What to do
1. Decide whether each statement below agrees with the comments on organized crime. Answer yes or no for each, quoting the words from the comments that settle it.
(a) One comment says Hamas won popularity through social programs funded with foreign money.
(b) One comment says organized crime has hit Northern European countries harder than other places.
(c) One comment proposes legalizing much of the trade and taxing it.
2. In the comments on organized crime, what does the last comment say the EU and others could usefully do?

Text
=-=-=

Most ordinary people have no concept of the amounts of money we are talking about. It is vast, so vast that it will undermine the State. The only solution I can see is to legalise much of the trade and tax it. Just as with prohibition in the 1920s USA it didn’t work.
‘So the gangs’ largesse isn’t altruistic.; Exactly the same as socialism then?
When a state is weak or weakened, organisations such as the various Italian mafias will take advantage
The same is happening in Latin America with the gangs there. It’s a global issue that needs a coordinated global response. But unfortunately there are too many countries which are more than happy to be the filter through which this dirty money passes. The UK isn’t whiter than white either !
“Coordinated global response” just doesn’t feel the same to me any more…
Interesting article thanks. Two thoughts on this, neither particularly ground-breaking…
First, it always fascinates me that essentially the difference between large crime organisations and corporations is quite minimal – perhaps just the degree of legal/illegal activity undertaken is the key distinguishing factor. Organised crime works often for local people by being the least worst option for them. Southern Italy is more rife with this as the government has had less effect over the years from corruption and incompetence. Not that other governments elsewhere are perfect, but there’s definitely a scale.
Secondly this increase in organised crime is perhaps in part due to the erosion of the Nation State in the globalised world.
Organised crime has had less of an impact on Northern European countries over the years because the states are far more absolute in power, and general corruption is lower. That said, with the erosion of state power (not least through decreased democratic accountability) we may see this increasing. Such as Mr Bailey mentions about the Netherlands.
The social programmes (charity) are a feature of Islamist political organisations too. Particularly in poor and corrupt countries where state assistance isn’t great. Hamas gained popularity through their social programmes, paid for with foreign money. It’s a clever tactic.
Strozzini is the business model for China’s Belt & Road Initiative. Pour money into tin-pot African nations (and Australia) then move in for ownership when the country can no longer afford the largesse.
One thing the EU and others could usefully do is close off the ready means these people have to stay anonymous.

=-=-=

Data shown
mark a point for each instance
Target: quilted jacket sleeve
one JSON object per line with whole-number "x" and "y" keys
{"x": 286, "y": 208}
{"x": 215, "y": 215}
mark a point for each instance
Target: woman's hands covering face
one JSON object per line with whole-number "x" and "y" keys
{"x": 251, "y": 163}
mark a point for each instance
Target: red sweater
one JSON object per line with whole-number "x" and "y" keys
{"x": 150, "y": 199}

=-=-=

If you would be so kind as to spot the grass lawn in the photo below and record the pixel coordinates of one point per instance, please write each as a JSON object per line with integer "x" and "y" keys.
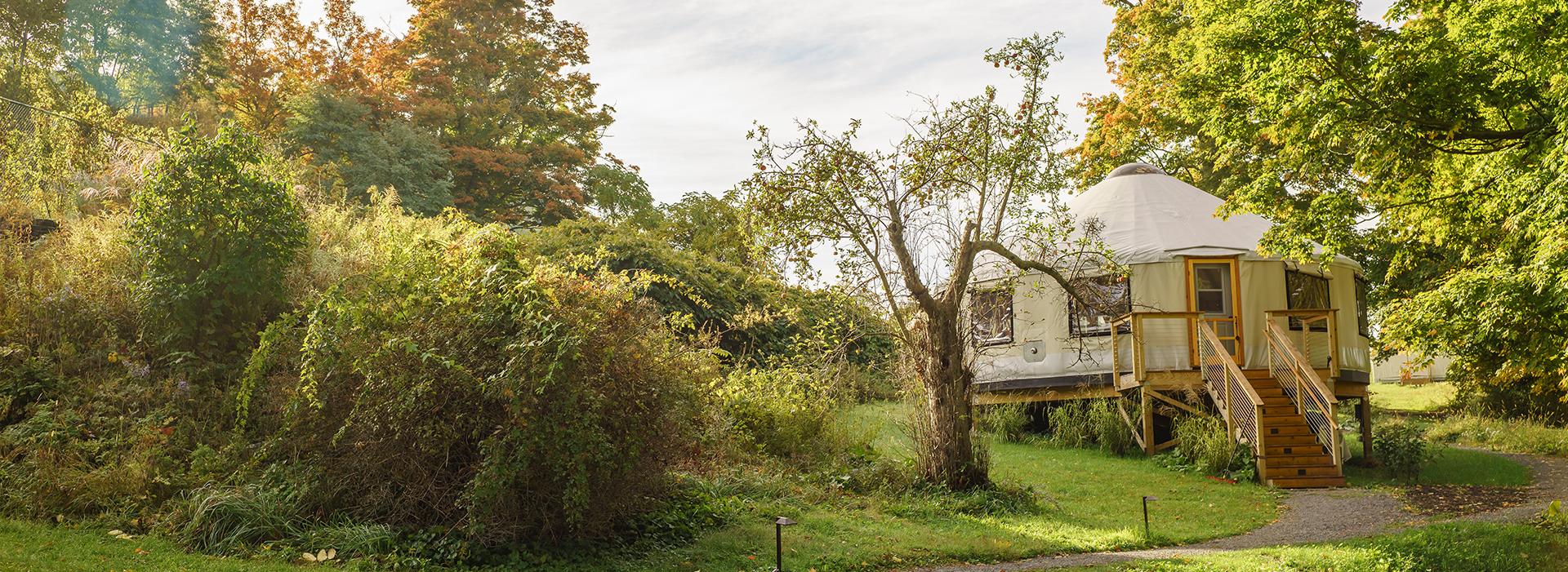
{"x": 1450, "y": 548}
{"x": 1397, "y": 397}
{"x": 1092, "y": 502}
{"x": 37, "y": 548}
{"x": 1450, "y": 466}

=-=-=

Results of the tasks
1.
(a) Yes: "Hamas gained popularity through their social programmes, paid for with foreign money."
(b) No: "Organised crime has had less of an impact on Northern European countries over the years"
(c) Yes: "The only solution I can see is to legalise much of the trade and tax it."

2. Close off the ready means these people have to stay anonymous.